WHAT TO PRODUCE: Locate every line in the entries below that contains the word "face" and copy each of those lines.
==== TASK INPUT
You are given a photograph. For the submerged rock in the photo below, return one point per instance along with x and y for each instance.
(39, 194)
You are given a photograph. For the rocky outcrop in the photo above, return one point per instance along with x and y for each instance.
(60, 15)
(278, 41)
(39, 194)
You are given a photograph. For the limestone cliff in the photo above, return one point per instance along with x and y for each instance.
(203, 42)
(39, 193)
========
==== TASK INPUT
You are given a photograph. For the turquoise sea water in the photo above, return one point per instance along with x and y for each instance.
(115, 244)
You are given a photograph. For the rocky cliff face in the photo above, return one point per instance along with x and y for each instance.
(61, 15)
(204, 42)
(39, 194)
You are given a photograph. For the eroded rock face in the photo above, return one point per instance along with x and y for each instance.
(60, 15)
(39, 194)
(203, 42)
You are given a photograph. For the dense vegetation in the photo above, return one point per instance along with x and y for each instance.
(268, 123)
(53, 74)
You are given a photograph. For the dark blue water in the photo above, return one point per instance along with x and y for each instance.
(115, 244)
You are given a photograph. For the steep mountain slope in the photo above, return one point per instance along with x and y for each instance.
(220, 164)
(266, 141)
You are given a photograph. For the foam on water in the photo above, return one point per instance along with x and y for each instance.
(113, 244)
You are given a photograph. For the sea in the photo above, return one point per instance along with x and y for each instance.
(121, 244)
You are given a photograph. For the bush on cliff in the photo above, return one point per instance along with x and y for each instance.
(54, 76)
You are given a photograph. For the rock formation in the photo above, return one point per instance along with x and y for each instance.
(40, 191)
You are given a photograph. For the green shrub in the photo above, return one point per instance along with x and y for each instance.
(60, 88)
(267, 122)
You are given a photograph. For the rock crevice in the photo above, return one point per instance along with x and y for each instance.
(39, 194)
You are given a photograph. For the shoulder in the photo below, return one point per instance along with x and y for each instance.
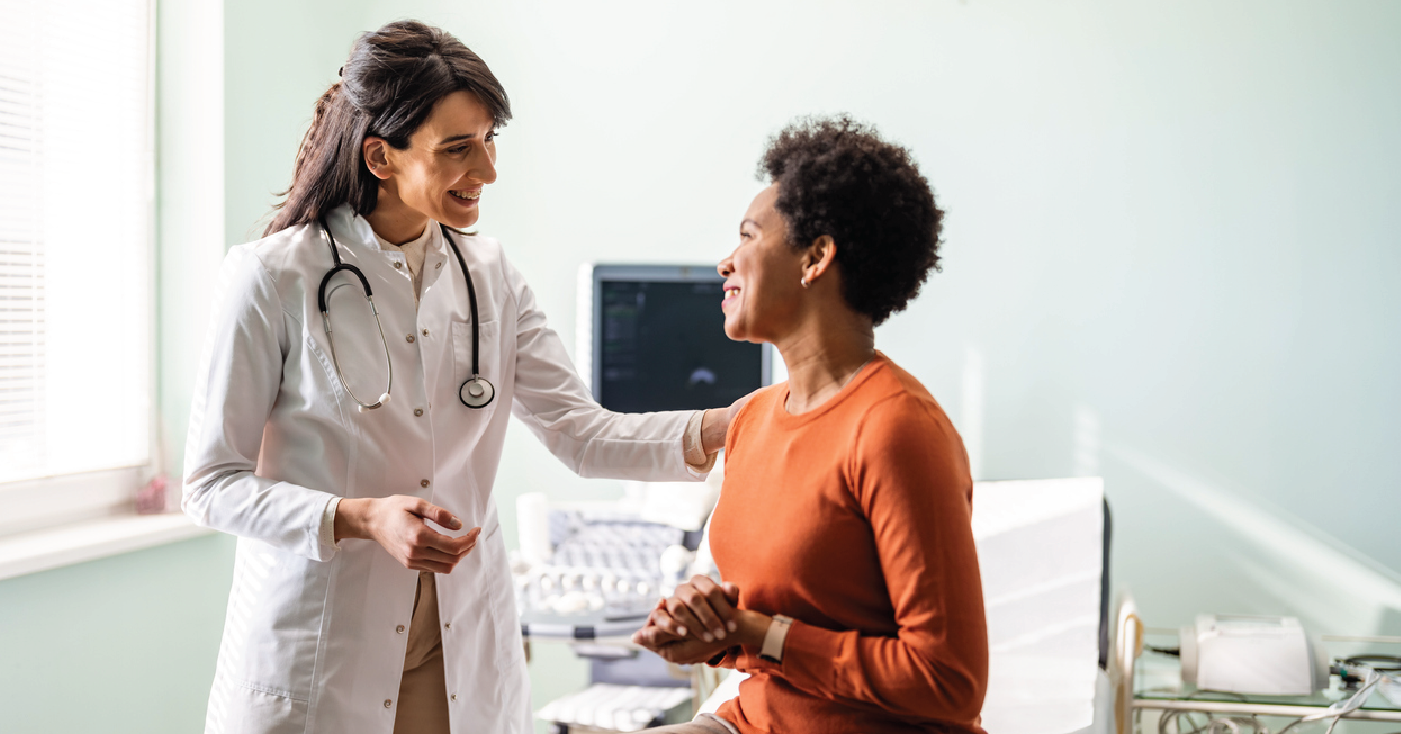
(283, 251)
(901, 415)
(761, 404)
========
WORKED SOLUTION:
You are given a photograph. For the rocky cliff face in the photo above, return one point per instance along with x and y for each instance.
You are given a photograph. For the eroded rock face in the photo above, return one point per instance along with x and y for each instance.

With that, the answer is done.